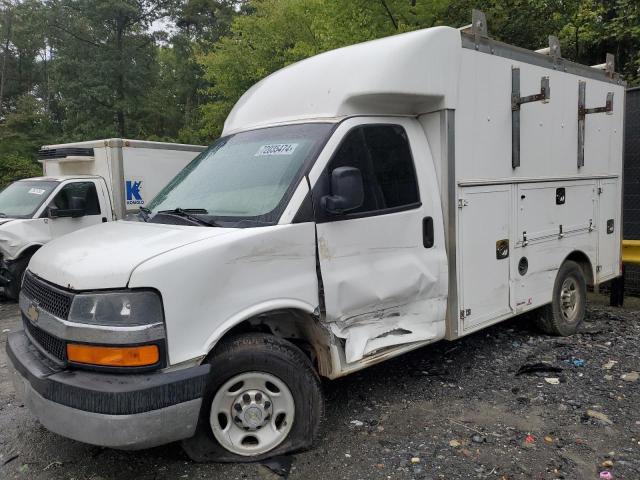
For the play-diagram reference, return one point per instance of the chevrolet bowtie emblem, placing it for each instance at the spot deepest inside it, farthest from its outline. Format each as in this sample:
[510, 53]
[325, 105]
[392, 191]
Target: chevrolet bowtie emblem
[33, 312]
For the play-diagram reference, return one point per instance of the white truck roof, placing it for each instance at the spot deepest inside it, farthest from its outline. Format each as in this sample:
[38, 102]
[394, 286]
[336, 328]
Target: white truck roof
[56, 178]
[124, 142]
[407, 74]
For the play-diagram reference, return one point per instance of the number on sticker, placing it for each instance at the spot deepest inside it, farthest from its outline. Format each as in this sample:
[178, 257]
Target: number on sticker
[276, 149]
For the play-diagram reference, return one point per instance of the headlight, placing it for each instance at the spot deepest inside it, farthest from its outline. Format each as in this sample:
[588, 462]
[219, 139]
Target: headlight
[124, 308]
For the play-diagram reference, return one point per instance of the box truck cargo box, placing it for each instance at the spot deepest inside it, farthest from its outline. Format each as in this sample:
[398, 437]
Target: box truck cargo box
[83, 184]
[360, 204]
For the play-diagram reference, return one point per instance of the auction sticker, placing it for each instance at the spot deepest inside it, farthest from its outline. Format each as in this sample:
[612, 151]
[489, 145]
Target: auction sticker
[276, 149]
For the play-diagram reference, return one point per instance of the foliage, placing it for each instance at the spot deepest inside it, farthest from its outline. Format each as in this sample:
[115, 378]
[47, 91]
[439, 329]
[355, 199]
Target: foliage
[280, 32]
[172, 69]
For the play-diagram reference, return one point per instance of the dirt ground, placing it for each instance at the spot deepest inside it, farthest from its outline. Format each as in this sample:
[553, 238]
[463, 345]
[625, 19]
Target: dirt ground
[455, 410]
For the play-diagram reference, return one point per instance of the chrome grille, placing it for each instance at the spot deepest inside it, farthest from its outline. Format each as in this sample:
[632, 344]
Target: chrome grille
[50, 299]
[50, 344]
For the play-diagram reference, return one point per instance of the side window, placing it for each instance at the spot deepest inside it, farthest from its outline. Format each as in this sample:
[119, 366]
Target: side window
[383, 155]
[84, 190]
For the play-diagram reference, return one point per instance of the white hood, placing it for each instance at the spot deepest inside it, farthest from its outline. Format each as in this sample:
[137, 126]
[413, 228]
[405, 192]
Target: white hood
[104, 256]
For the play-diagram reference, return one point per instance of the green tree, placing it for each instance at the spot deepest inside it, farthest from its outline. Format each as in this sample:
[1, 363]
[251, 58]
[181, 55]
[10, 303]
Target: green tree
[105, 63]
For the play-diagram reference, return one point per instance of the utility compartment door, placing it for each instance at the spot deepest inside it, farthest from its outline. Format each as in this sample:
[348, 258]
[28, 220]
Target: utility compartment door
[484, 242]
[608, 230]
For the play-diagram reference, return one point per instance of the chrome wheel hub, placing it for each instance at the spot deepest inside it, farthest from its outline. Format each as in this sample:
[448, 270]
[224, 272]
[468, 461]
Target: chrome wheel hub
[252, 413]
[569, 299]
[252, 409]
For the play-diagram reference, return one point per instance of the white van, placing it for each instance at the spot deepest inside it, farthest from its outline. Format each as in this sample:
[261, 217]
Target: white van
[360, 204]
[84, 184]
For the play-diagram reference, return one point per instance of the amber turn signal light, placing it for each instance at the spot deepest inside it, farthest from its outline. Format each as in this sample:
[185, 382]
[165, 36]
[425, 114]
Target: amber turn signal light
[141, 356]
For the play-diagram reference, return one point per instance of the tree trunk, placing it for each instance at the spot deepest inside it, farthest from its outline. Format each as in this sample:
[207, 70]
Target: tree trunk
[120, 97]
[5, 53]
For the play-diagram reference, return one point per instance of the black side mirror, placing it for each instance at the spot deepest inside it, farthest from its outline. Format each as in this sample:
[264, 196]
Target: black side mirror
[347, 191]
[77, 208]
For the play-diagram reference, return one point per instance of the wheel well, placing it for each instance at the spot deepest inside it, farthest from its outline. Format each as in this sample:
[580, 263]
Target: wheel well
[583, 260]
[296, 326]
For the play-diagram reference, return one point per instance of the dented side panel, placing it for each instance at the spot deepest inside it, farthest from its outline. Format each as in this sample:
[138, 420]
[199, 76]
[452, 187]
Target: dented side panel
[382, 287]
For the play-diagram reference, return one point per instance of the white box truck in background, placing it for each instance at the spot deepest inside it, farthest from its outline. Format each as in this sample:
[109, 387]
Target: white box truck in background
[360, 204]
[83, 184]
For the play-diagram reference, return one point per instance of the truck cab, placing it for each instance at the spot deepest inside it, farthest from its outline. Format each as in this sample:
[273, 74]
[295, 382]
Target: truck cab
[34, 211]
[360, 204]
[84, 183]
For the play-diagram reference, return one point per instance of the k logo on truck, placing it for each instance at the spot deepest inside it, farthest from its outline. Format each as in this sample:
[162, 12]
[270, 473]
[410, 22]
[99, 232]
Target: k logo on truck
[133, 193]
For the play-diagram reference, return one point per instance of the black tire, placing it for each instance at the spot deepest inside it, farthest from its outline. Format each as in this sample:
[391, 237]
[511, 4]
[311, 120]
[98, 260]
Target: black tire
[552, 318]
[17, 269]
[257, 352]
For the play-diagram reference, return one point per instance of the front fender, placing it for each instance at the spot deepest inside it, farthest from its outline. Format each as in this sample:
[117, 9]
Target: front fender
[18, 236]
[209, 286]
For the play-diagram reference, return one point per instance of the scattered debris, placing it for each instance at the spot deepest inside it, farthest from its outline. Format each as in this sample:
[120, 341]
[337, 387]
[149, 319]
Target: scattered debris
[540, 367]
[279, 466]
[599, 416]
[11, 458]
[630, 377]
[53, 464]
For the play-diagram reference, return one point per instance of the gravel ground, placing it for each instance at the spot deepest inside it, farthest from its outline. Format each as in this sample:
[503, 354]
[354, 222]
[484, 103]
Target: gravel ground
[455, 410]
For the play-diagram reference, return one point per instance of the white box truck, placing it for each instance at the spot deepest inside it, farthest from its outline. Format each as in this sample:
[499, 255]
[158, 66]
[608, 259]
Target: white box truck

- [Assignment] Please return every record above exactly, but leave out the pictures.

- [Answer to this task]
For the play-diagram reference, return one point per instance of the chevrolet bowtie emblem, placing it for each instance at the spot deepest inside it, farthest from its outline. Format each as in this sample:
[510, 53]
[325, 105]
[392, 191]
Target: chevrolet bowtie emblem
[33, 312]
For the play-diagram reference, return one point per instance of the white truck roof, placing it for each instance at the spot deepest inside it, farthest from its outline. Format each as in this sample:
[38, 102]
[394, 286]
[336, 328]
Target: white truck roof
[56, 178]
[124, 142]
[407, 74]
For the play-diagram reference, return one point per instance of the number on sticker, placing it for each instance at the spot deepest inside it, farthest from its outline. Format each as in this sample:
[178, 257]
Target: number on sticker
[276, 149]
For the play-diagram reference, return one point per instance of the headlight, placing it for each instance at the spot deepest inside it, farthest from its outline. Format each as in this sample:
[588, 462]
[219, 139]
Target: headlight
[124, 308]
For the play-diagram reference, return one point per instance of the box truck cargo box, placing it for each instance at the spot deepest inside it, farthest from its outline. Format each as in this sample:
[398, 437]
Target: box truck cargo box
[83, 184]
[360, 204]
For the play-diagram reference, return one point per instance of the auction sticker, placing it for each instance at the spot deepest inside it, farthest from its outline. Format each as in this sample:
[612, 151]
[489, 145]
Target: auction sticker
[276, 149]
For the play-diagram reference, return one point per instance of the foliage, placing it for each instance at the spot deepest inside it, farthest from its outline. Format each as in this sample:
[115, 378]
[47, 91]
[439, 329]
[355, 199]
Target: foliage
[280, 32]
[172, 69]
For the play-diagram reference, return one point per instance of the dirt ground, placing it for each instance at the spot deepest inside it, farthest from its outline. Format each as in this sample:
[553, 238]
[463, 345]
[625, 19]
Target: dirt ground
[455, 410]
For the play-diagram reference, return one point per instance of the chrome grille, placing it for each instance at the spot deepest inside it, farthest from its outline. Format each as in this sample:
[632, 344]
Target: chrome grille
[50, 299]
[50, 344]
For the play-diagram reference, return one point per instance of the side window, placing it for each instance at the spot deepest inside it, farthest from its outline. Format each as in this sample:
[119, 366]
Target: side window
[383, 155]
[84, 190]
For the play-diagram reference, return one point per instance of the white hood, placing it for each instance at the spot deepest inside it, farthest from its outline. Format each as in this sample:
[137, 126]
[413, 228]
[405, 192]
Target: white hood
[104, 256]
For the play-diagram reference, return one point per instance of the green tree, placing it for each instance at the spot deepest inside it, farthest from its outline. Format each as in this sample:
[1, 363]
[251, 58]
[181, 55]
[10, 303]
Target: green tree
[105, 63]
For the play-diagram reference, return one point per instance of the utility compartment door, placing it for each instance at the spot deepest inside it, farthest from its outline. Format each as in this sample:
[348, 258]
[28, 220]
Target: utility compartment door
[484, 242]
[608, 230]
For the play-diagram reference, return one point per instance of the chrome wheel hub, placing it for each instance at the spot deepest inside it, farthest from its outline. Format each as in this sample:
[448, 270]
[224, 272]
[468, 461]
Target: chrome wheel hub
[252, 413]
[569, 299]
[252, 409]
For the play-diagram reference, return one point per instance of the white van, placing it for each instance at the spot deepest inside it, farthest from its outline. Format each as in this sample:
[261, 217]
Target: white van
[360, 204]
[84, 184]
For the play-diagram reference, return one point per instance of the amber turn signal light, placing it for each instance at the spot deepest inside it, farthest from its outline. Format each as in this sample:
[185, 382]
[165, 36]
[425, 114]
Target: amber turn signal light
[141, 356]
For the play-diagram reference, return one point per instance of the tree trunk, placing it for each instance at the spot deepest inside it, farthest from its outline. Format each as in this sample:
[207, 70]
Target: tree trunk
[120, 97]
[5, 53]
For the play-diagram reference, return one point per instance of the black side mirror, placing it for each instance at the spot deepest inside it, farthest from its outline. Format each as in this sample:
[264, 196]
Target: black side mirror
[347, 191]
[77, 208]
For the play-diagram reference, return one point per instance of the wheel well, placing it for each instance at the spot deepest inside it, farthest from its outline. Format each as in this sample:
[580, 263]
Target: wheel well
[583, 260]
[296, 326]
For the play-diagram reference, return one point per instance of the dented side panel, placing it for each instance at the spot deepest inside it, farthest from its outline. Format each as in this sample:
[138, 420]
[199, 76]
[452, 187]
Target: dented side panel
[382, 287]
For the play-diagram reference, return one point per instance of the white box truck in background, placing it for each instance at the spot deepest inside it, farthest from its outline. Format each as in this sample:
[109, 387]
Target: white box truck in background
[360, 204]
[83, 184]
For the play-diagram reference, return one point per instance of the truck cab, placing it for each instance at the spot deepest inside it, farthest from its outline. Format each as in this sample:
[273, 74]
[295, 382]
Target: truck cab
[34, 211]
[360, 204]
[84, 183]
For the play-diagram reference, return one point per instance of the k logo on truck, placing it for each instance at the spot deepest inside it, farthest from its outline. Format each as in this sample:
[162, 12]
[270, 473]
[410, 22]
[99, 232]
Target: k logo on truck
[133, 193]
For the play-diagram reference, return one point per instance of the black tire, placing it for each instance at the spot deepest inside it, farthest from its outline. Format each as in this sample:
[391, 237]
[511, 4]
[311, 120]
[98, 260]
Target: black tire
[552, 318]
[17, 269]
[257, 352]
For the play-diagram reference, return one point per instance of the front fender, placing it for each instance at the spot deepest inside it, farthest from its outline. Format each as in this sample:
[117, 9]
Target: front fender
[18, 236]
[209, 286]
For the play-diagram reference, return one point per instance of the scattered debris, placing it for each instance at the spot deepest inside it, farthest from its outline. Format each as in this sample:
[120, 341]
[337, 387]
[149, 319]
Target: scattered debris
[540, 367]
[279, 466]
[599, 416]
[11, 458]
[630, 377]
[53, 464]
For the play-diagram reference, return one point per instance of the gravel ground, placing it for each instance at the spot deepest inside it, farthest from its outline. Format each as in this sample:
[503, 354]
[354, 222]
[484, 103]
Target: gravel ground
[455, 410]
For the play-diagram reference, return one point per instance of the white box truck, placing it for each instance at the spot deepest inside it, farthest from its outline. Format each as in this sample:
[499, 255]
[158, 66]
[608, 259]
Target: white box truck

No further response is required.